Work to complete
Show every line of the data below that contains the word "dishwasher". Case matters.

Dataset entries
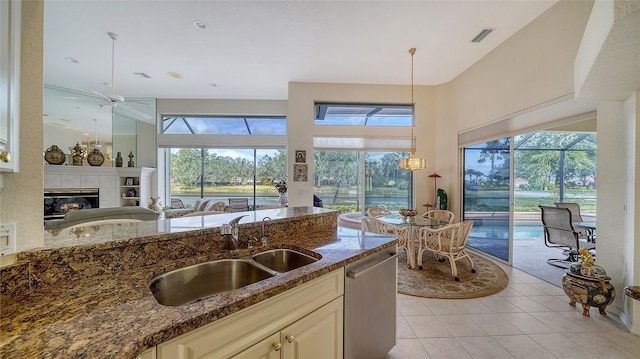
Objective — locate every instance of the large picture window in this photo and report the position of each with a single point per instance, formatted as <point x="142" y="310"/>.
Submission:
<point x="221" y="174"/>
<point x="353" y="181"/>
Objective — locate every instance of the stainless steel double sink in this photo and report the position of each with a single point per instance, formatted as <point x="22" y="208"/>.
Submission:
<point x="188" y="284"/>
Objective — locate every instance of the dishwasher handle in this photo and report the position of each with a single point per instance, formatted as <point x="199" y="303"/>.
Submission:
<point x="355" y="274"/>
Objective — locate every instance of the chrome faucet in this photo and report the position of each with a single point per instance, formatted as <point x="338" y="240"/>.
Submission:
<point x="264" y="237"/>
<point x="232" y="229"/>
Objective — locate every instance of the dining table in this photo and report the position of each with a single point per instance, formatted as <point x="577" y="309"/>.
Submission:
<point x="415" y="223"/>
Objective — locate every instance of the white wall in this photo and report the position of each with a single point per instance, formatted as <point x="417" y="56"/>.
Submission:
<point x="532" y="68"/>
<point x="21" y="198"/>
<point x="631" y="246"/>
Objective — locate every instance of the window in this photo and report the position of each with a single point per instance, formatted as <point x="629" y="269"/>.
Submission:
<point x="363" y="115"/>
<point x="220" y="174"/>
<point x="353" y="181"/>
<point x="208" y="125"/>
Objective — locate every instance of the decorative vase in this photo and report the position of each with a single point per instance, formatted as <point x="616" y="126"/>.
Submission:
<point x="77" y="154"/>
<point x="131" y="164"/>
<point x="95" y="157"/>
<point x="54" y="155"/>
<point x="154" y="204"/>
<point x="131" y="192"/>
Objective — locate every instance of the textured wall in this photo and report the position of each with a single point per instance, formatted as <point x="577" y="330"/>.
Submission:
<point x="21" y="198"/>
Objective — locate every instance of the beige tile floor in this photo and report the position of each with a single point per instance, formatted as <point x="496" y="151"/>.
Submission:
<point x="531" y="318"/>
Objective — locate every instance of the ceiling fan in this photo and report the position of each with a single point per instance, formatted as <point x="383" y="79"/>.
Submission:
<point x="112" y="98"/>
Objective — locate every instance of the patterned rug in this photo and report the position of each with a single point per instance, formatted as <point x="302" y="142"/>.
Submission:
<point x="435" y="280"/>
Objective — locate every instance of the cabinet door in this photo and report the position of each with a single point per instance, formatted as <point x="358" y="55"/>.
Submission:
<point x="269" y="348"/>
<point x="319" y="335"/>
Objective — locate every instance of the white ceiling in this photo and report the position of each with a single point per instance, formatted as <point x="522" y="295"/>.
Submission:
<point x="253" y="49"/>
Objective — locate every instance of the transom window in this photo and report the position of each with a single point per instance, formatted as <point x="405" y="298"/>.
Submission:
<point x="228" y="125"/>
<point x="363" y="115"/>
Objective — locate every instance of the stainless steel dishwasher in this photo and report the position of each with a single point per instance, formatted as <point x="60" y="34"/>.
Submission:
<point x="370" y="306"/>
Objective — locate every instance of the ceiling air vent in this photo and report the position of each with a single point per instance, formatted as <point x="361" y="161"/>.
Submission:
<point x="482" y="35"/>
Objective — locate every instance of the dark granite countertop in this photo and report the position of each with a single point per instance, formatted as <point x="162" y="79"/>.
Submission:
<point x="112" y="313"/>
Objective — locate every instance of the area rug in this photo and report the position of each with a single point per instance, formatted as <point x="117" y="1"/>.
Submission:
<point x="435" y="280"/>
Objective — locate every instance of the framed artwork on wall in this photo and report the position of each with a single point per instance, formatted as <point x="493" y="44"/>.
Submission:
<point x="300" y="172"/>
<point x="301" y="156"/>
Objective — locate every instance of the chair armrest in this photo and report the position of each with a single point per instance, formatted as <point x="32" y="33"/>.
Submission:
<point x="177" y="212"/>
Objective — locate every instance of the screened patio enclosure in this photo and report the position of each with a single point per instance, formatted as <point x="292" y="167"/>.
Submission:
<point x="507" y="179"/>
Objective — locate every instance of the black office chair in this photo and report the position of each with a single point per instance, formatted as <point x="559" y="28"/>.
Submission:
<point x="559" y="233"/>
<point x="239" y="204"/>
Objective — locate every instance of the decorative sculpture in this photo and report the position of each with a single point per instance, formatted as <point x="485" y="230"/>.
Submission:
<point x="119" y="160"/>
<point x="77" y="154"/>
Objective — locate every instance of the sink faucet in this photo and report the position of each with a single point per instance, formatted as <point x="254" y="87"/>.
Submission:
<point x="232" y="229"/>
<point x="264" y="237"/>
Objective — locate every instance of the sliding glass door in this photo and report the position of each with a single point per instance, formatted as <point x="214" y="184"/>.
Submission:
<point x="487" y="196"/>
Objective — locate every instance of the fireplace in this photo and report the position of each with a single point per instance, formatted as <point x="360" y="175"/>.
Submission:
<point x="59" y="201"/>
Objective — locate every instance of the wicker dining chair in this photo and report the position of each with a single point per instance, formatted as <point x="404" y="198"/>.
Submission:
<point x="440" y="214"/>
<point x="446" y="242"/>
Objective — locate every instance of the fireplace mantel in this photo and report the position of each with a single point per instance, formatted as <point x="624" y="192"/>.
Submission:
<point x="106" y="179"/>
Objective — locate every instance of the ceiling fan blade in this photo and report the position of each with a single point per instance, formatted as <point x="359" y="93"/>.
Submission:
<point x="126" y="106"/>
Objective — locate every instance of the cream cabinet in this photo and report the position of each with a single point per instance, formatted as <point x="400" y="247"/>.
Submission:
* * *
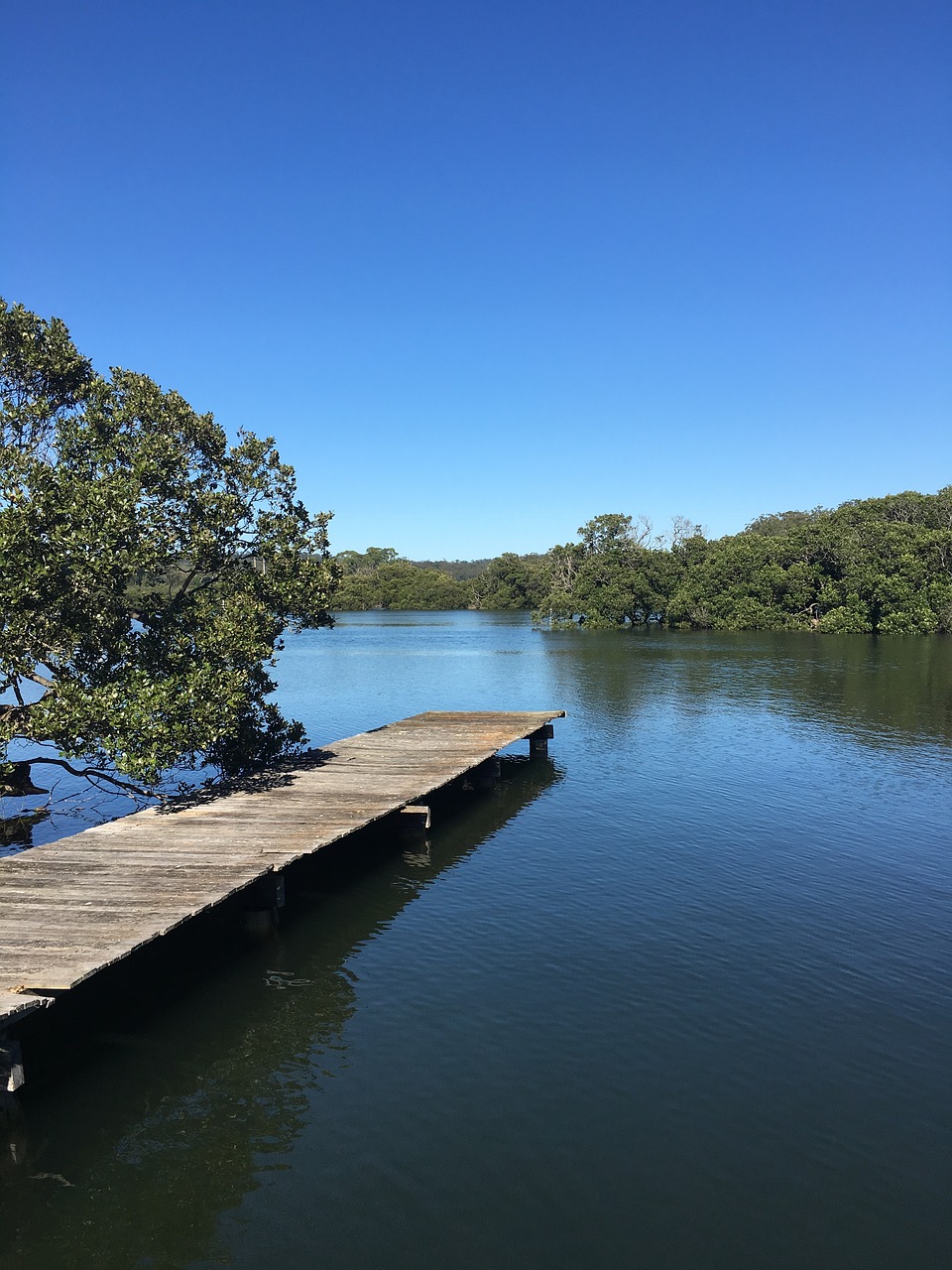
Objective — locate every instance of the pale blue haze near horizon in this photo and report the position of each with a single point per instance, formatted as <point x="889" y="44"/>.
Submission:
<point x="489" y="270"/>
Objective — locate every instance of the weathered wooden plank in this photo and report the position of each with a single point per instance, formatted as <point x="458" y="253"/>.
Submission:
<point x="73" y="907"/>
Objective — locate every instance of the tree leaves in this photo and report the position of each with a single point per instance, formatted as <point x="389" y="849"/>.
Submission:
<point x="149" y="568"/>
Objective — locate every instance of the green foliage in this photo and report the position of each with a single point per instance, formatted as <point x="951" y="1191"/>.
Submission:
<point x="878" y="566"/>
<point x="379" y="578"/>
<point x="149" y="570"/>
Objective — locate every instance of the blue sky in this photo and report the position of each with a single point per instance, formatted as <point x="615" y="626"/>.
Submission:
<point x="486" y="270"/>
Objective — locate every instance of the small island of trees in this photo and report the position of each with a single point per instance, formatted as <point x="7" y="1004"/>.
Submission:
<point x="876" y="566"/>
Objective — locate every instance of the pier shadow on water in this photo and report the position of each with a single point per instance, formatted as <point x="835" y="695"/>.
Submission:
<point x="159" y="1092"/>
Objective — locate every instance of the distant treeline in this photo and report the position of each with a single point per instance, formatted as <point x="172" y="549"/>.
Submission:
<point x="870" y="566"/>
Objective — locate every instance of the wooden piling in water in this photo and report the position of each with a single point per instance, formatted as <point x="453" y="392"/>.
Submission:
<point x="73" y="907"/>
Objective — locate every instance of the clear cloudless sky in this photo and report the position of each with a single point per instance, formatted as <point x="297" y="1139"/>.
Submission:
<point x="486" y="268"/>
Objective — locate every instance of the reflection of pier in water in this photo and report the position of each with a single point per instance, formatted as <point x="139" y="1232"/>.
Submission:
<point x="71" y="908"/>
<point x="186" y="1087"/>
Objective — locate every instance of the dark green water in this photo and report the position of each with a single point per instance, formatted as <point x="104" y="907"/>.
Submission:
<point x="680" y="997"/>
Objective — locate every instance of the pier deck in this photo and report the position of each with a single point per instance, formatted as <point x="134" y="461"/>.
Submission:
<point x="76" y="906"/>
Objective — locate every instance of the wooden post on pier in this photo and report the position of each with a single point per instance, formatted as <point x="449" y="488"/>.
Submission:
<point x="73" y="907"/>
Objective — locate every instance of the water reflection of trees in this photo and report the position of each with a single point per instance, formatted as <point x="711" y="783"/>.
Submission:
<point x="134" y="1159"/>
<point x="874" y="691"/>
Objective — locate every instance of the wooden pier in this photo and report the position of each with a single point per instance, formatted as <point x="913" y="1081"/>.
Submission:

Output for this task
Objective — locate every instance of the dishwasher handle in this photo and report the position of each with a single point per instance, formatted as <point x="199" y="303"/>.
Objective — locate every instance of the stainless steel dishwasher in this photo and report the position of each with a single point per instance, formatted as <point x="60" y="34"/>.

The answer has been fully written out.